### Provided data ###

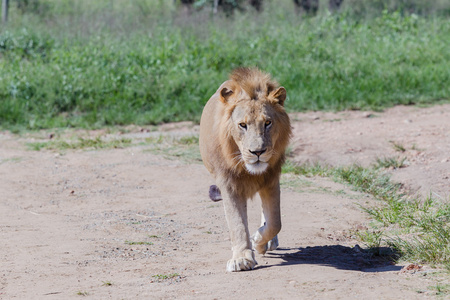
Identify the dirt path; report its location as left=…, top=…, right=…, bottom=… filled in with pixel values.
left=0, top=105, right=450, bottom=299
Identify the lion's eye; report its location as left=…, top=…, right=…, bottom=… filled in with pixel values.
left=239, top=123, right=247, bottom=129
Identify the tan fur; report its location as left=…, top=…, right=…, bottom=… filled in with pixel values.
left=200, top=68, right=291, bottom=271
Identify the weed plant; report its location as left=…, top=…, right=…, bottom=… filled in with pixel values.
left=0, top=0, right=450, bottom=129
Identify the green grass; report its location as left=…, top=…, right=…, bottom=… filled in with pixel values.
left=0, top=0, right=450, bottom=130
left=283, top=162, right=450, bottom=270
left=375, top=157, right=406, bottom=169
left=27, top=137, right=132, bottom=151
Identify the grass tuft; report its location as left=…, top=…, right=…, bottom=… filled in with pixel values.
left=284, top=162, right=450, bottom=270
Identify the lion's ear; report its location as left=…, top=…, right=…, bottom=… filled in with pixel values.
left=220, top=87, right=233, bottom=103
left=270, top=86, right=286, bottom=106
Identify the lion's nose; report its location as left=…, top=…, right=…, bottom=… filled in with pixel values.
left=249, top=149, right=267, bottom=157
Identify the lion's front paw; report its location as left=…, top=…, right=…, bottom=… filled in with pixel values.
left=227, top=250, right=258, bottom=272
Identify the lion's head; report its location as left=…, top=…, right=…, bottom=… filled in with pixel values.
left=219, top=68, right=291, bottom=175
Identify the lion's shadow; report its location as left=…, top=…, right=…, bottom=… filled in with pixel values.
left=260, top=245, right=401, bottom=272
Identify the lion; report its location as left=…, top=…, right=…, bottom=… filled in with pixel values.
left=199, top=67, right=291, bottom=272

###

## Stated goal
Quote every line of the records above verbatim, leaving out the pictures.

## Problem solution
Identify the dirt path; report its location as left=…, top=…, right=…, bottom=… filled in with pixel values.
left=0, top=105, right=450, bottom=299
Identify the lion's eye; report its location as left=…, top=…, right=…, bottom=… filled in with pixel values.
left=239, top=123, right=247, bottom=129
Identify the tan fur; report its location as left=…, top=…, right=…, bottom=… filled in with pixel values.
left=200, top=68, right=291, bottom=271
Identify the weed plant; report its location as left=…, top=…, right=…, bottom=… filled in with pixel values.
left=0, top=0, right=450, bottom=129
Identify the green grass; report its location as left=…, top=…, right=…, bottom=… filled in with pixel values.
left=0, top=0, right=450, bottom=130
left=283, top=162, right=450, bottom=270
left=375, top=157, right=406, bottom=169
left=27, top=137, right=132, bottom=151
Identify the grass tuft; report its location as left=…, top=…, right=…, bottom=… filled in with pixel values.
left=284, top=162, right=450, bottom=270
Identify the lion's ear; report its location as left=…, top=…, right=…, bottom=… filled in with pixel values.
left=220, top=87, right=233, bottom=103
left=270, top=86, right=286, bottom=106
Identify the lion's nose; report its location as left=…, top=…, right=…, bottom=… filled in with pixel values.
left=249, top=149, right=267, bottom=157
Identify the lion's front paw; report its location as left=…, top=…, right=…, bottom=… filled in with pixel values.
left=227, top=250, right=258, bottom=272
Identify the lion's head; report its location as left=…, top=…, right=…, bottom=… filled in with pixel values.
left=219, top=68, right=291, bottom=175
Identify the lion's shadow; report its location as left=…, top=…, right=…, bottom=… filled in with pixel values.
left=260, top=245, right=401, bottom=272
Identify the lion; report its location as left=…, top=…, right=…, bottom=… filled in with pixel values.
left=199, top=67, right=291, bottom=272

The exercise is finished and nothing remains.